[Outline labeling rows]
BEGIN

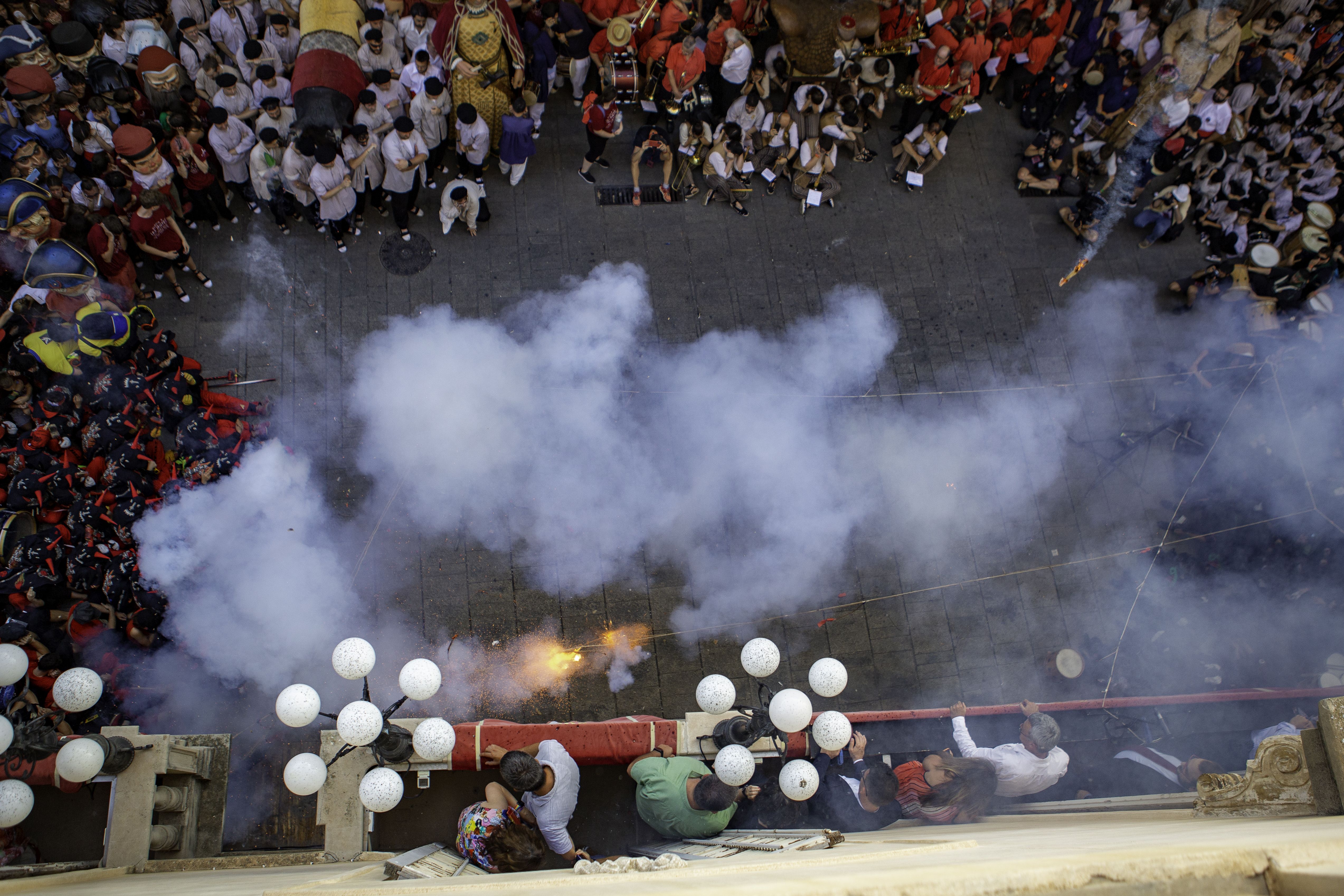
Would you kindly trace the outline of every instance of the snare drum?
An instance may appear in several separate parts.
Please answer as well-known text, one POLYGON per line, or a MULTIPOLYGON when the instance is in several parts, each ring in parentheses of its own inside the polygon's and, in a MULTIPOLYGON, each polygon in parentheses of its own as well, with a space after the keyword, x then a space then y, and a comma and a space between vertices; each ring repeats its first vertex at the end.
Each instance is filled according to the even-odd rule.
POLYGON ((602 83, 616 89, 617 102, 636 102, 640 95, 640 67, 629 52, 613 52, 602 66, 602 83))
POLYGON ((1278 265, 1279 254, 1273 243, 1255 243, 1251 246, 1251 265, 1255 267, 1274 267, 1278 265))
POLYGON ((1329 230, 1335 226, 1335 210, 1325 203, 1306 203, 1306 223, 1329 230))
POLYGON ((1306 224, 1284 243, 1284 258, 1292 258, 1298 249, 1314 255, 1329 244, 1331 238, 1325 235, 1324 230, 1306 224))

END

AIM: Retype every row above character for character, leaving out the pictures.

ANSWER TO THIS TASK:
Would you kindly trace the outline of every instance of the snare drum?
An instance may appear in several separate parts.
Please answer as well-known text, one POLYGON per line, or a MULTIPOLYGON when the instance is in several parts, each ring in parentheses of its own inside the polygon's and, in a MULTIPOLYGON, each polygon in parentheses of its own as well, with a space after the keyword, x then a space then y, and a comma and a space between vertices; each ring repeats its first vertex at the end.
Each instance is filled according to the even-odd rule.
POLYGON ((602 83, 616 89, 617 102, 636 102, 640 95, 640 67, 629 52, 613 52, 602 66, 602 83))
POLYGON ((1278 265, 1279 254, 1273 243, 1255 243, 1251 246, 1251 265, 1255 267, 1274 267, 1278 265))
POLYGON ((1329 230, 1335 226, 1335 210, 1325 203, 1306 203, 1306 223, 1329 230))
POLYGON ((1306 224, 1284 243, 1284 258, 1292 258, 1298 249, 1314 255, 1329 244, 1331 238, 1325 235, 1324 230, 1306 224))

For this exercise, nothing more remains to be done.